(EXCERPTED RECORDS begins)

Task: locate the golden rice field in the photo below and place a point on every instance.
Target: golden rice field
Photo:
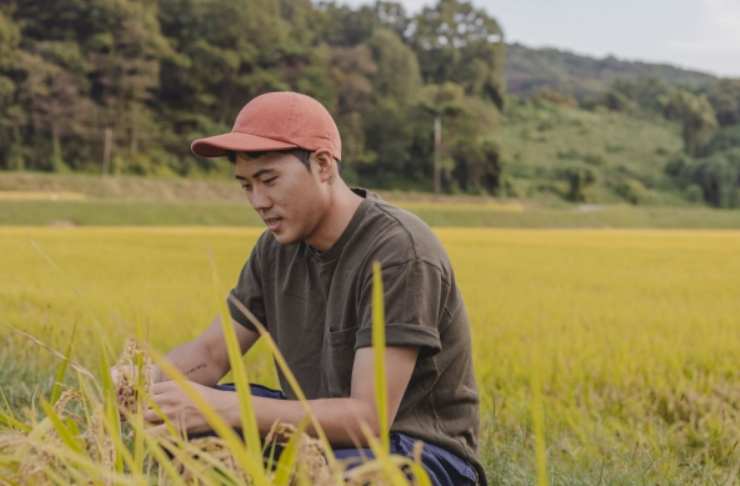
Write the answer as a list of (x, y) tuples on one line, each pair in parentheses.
[(634, 335)]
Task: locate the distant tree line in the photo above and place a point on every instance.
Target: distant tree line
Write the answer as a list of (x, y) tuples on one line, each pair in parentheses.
[(708, 170), (135, 81)]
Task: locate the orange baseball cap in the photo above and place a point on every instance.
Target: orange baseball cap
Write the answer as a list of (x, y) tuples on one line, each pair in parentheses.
[(276, 121)]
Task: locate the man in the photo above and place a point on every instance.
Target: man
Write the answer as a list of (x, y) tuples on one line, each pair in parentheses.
[(309, 281)]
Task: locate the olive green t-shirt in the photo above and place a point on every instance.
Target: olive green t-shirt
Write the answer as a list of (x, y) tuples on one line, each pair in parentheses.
[(317, 308)]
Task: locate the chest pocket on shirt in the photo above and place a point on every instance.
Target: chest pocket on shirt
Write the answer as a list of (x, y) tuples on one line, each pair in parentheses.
[(339, 357)]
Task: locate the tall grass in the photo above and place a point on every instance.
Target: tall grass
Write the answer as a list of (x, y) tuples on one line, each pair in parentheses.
[(77, 435)]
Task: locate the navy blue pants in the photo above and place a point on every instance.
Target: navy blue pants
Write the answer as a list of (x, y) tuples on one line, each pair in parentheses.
[(444, 468)]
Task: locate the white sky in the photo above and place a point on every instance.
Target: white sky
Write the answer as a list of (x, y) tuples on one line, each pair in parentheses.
[(698, 34)]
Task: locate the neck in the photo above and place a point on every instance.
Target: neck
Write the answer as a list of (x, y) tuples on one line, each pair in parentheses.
[(341, 206)]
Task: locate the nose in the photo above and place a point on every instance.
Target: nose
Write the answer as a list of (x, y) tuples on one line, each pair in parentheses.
[(259, 198)]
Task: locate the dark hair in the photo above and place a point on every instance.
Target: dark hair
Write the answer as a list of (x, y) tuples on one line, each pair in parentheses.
[(301, 154)]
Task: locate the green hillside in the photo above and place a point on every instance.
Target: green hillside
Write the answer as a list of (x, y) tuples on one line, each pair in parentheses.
[(529, 70), (544, 142)]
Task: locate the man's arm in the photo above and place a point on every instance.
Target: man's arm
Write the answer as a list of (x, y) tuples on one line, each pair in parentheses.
[(340, 418), (204, 360)]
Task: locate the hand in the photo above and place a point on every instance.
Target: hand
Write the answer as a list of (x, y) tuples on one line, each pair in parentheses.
[(182, 412)]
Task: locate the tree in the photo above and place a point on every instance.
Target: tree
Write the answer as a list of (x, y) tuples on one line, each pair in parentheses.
[(695, 115), (719, 177), (725, 99), (10, 138), (579, 178), (455, 42)]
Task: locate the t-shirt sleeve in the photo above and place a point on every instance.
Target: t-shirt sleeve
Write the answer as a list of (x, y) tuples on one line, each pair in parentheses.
[(414, 301), (248, 291)]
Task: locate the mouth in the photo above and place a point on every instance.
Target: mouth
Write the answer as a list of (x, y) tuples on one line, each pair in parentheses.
[(273, 223)]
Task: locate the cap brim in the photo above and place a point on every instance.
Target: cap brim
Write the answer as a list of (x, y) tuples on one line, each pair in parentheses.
[(218, 145)]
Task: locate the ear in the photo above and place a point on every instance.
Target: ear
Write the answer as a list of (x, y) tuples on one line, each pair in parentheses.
[(324, 163)]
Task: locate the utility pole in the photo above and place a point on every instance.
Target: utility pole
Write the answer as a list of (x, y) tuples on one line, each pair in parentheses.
[(437, 156), (106, 151)]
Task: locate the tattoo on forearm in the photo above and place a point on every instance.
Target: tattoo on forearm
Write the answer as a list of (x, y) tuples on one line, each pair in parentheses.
[(201, 366)]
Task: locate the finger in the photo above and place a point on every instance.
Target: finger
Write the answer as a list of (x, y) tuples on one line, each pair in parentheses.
[(152, 416)]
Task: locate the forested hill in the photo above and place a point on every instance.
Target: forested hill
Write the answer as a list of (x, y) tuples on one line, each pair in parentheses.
[(529, 70)]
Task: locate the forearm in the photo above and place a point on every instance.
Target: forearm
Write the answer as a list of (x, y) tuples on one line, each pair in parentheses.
[(340, 418), (195, 361)]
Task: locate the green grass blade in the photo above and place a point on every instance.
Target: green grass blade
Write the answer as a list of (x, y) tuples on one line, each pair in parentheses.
[(112, 417), (289, 376), (538, 421), (382, 454), (56, 391), (250, 429), (13, 422), (61, 429), (219, 426), (287, 460), (378, 334)]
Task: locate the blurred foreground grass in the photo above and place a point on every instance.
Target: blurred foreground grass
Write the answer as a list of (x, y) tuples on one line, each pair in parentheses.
[(633, 334)]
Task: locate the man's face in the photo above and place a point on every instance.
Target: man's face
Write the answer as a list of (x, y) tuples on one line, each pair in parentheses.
[(285, 194)]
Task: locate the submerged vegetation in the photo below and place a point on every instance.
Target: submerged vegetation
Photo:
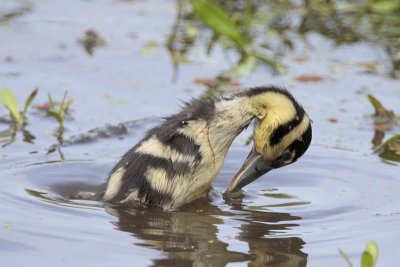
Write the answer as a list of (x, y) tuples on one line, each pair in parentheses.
[(385, 120), (17, 117), (369, 256)]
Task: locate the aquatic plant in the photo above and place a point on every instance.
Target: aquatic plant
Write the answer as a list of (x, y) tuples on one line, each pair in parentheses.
[(9, 101), (261, 31), (369, 256), (230, 30), (17, 117), (57, 110), (384, 120)]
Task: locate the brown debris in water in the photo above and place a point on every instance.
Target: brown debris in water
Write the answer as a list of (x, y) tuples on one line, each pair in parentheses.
[(309, 78), (91, 40)]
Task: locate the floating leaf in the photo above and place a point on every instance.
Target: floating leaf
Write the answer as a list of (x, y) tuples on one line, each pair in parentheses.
[(390, 149), (310, 78), (9, 101), (386, 6)]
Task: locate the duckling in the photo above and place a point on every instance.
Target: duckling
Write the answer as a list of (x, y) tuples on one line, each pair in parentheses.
[(177, 161)]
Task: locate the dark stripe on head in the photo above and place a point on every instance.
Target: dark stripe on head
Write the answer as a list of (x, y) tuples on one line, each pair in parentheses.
[(283, 129)]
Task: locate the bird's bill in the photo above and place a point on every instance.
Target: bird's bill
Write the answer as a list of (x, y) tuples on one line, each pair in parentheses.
[(253, 168)]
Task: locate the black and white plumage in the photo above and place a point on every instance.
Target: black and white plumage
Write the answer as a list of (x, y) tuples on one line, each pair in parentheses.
[(176, 161)]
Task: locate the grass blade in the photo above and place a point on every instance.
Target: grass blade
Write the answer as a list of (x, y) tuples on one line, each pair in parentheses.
[(29, 101), (372, 249), (214, 17), (344, 256), (9, 101)]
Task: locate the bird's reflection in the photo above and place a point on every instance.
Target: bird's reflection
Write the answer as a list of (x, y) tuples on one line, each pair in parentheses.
[(190, 236)]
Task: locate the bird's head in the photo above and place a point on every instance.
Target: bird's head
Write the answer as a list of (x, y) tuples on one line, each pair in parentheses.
[(282, 133)]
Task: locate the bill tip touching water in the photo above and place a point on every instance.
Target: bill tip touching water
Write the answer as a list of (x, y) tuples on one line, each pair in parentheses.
[(177, 161)]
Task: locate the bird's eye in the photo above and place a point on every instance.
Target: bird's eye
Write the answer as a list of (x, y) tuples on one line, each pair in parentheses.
[(286, 155)]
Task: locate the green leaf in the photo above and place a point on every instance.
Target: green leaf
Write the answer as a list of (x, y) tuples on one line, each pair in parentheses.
[(29, 101), (266, 59), (375, 102), (57, 116), (387, 6), (9, 101), (214, 17), (367, 260), (344, 256), (372, 249)]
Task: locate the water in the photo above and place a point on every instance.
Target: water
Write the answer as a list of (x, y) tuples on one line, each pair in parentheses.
[(339, 195)]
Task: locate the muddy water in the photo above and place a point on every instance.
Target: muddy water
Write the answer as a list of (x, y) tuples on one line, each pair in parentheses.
[(339, 195)]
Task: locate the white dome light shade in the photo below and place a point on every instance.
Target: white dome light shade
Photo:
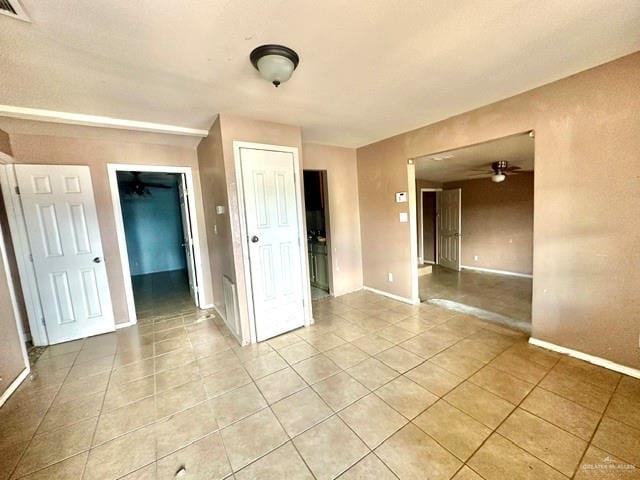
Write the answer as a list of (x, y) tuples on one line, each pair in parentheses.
[(275, 68), (275, 63)]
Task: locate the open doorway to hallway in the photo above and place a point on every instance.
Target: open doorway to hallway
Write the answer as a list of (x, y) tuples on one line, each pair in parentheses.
[(318, 241), (159, 240), (474, 211)]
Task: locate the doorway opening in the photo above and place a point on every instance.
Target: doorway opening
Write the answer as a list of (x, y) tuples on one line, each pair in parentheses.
[(475, 229), (318, 243), (156, 226)]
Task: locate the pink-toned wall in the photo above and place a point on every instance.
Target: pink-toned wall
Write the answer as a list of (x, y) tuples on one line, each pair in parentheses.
[(79, 148), (344, 214), (586, 221), (497, 223)]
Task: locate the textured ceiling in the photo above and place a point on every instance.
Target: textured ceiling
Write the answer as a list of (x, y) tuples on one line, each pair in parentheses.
[(462, 163), (369, 69)]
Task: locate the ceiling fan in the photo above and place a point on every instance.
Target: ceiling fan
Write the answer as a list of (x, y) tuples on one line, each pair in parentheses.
[(139, 187), (499, 171)]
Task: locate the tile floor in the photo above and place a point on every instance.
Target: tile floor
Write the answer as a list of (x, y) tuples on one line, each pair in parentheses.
[(374, 390), (502, 294)]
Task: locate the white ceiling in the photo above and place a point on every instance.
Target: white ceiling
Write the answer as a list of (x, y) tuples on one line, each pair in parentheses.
[(463, 163), (368, 69)]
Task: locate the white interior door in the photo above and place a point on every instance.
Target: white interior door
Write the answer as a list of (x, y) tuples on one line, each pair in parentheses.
[(449, 226), (273, 230), (187, 235), (64, 235)]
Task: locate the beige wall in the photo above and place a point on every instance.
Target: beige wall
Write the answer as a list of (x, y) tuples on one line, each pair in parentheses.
[(497, 223), (586, 220), (225, 131), (118, 147), (344, 215)]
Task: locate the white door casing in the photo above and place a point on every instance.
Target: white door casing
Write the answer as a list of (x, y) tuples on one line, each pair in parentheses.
[(187, 238), (64, 235), (273, 240), (449, 226)]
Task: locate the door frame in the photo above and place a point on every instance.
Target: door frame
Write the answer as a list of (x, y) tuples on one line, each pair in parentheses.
[(5, 161), (421, 224), (22, 249), (302, 237), (112, 171)]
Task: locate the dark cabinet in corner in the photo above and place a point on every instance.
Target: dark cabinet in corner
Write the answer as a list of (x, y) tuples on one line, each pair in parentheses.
[(319, 265)]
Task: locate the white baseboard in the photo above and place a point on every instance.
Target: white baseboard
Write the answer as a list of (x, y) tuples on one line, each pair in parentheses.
[(14, 386), (125, 325), (500, 272), (601, 362), (393, 296)]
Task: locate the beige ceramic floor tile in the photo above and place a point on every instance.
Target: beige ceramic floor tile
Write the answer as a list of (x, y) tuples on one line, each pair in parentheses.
[(372, 373), (253, 437), (484, 406), (316, 368), (502, 384), (298, 352), (181, 429), (283, 462), (69, 469), (56, 445), (411, 454), (301, 411), (204, 459), (369, 468), (340, 390), (545, 441), (435, 379), (179, 398), (237, 404), (372, 420), (456, 431), (625, 409), (121, 455), (564, 413), (406, 396), (399, 359), (585, 394), (318, 448), (457, 364), (600, 465), (117, 422), (499, 459), (66, 413), (121, 394), (619, 439), (225, 381), (346, 355), (279, 385)]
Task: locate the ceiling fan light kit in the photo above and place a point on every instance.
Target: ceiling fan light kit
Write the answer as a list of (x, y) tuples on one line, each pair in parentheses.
[(275, 63)]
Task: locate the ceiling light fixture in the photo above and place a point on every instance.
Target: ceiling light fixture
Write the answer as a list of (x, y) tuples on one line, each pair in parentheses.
[(275, 63)]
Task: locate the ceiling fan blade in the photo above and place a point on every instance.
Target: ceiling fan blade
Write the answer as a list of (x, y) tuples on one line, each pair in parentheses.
[(156, 185)]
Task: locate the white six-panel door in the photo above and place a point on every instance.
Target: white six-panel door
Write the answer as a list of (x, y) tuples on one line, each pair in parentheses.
[(449, 207), (271, 212), (64, 236)]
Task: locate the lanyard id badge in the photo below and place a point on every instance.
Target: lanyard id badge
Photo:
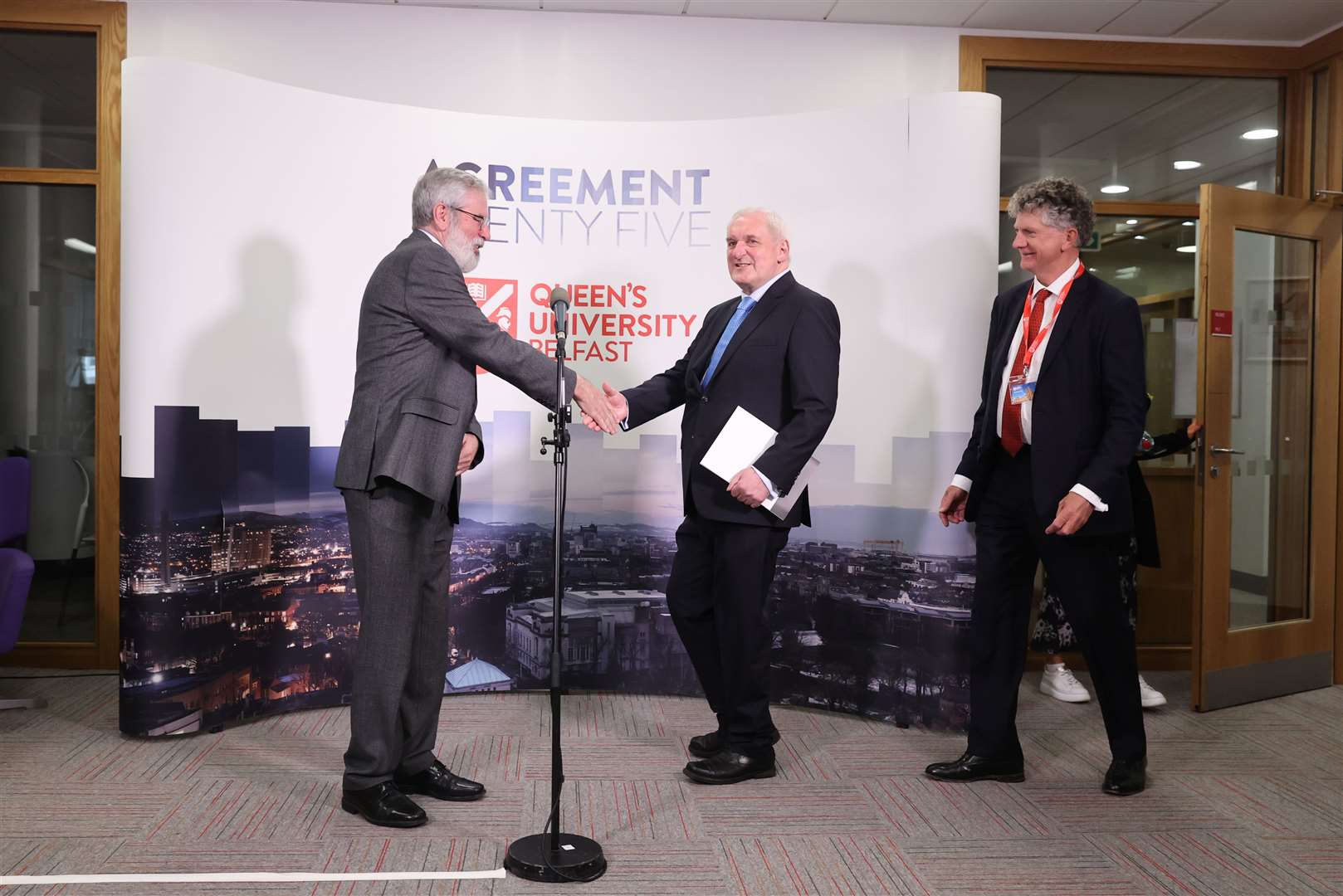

(EXCERPTED RECORDS ends)

Retype the portion of the data above that starts on the line with "Target: pink-toned wall" and finishes on the line with "Target: tile floor", including both of those lines.

Target: pink-toned wall
Write the answer as a list of (x, y) tuples on one line, each pair in parentheses.
[(79, 148), (344, 214), (586, 221), (497, 223)]
Task: locate the textured ceiling in the photo above and place a point on every instance.
Target: textured ceiling
Write the answer as a list of (x, y) tuples on one line, each pair in parentheses.
[(462, 163), (369, 69)]
Task: locate the ceiling fan in the photo above and place a point on every instance.
Target: ceiling fan
Write the answer as a list of (x, y) tuples on one line, each pair in parentheses.
[(139, 187), (499, 171)]
Task: locate the tile floor in the photo above and place a point on every instance.
Target: tile floor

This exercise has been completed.